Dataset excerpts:
::::::::::

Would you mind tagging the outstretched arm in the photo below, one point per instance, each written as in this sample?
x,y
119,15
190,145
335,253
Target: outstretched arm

::::::::::

| Aim of the task |
Down to the last line, give the records again exactly.

| Solution to this exercise |
Would you mind tagging the outstretched arm in the photo below, one point per instance, each written as in this sample?
x,y
119,15
190,145
335,253
Target: outstretched arm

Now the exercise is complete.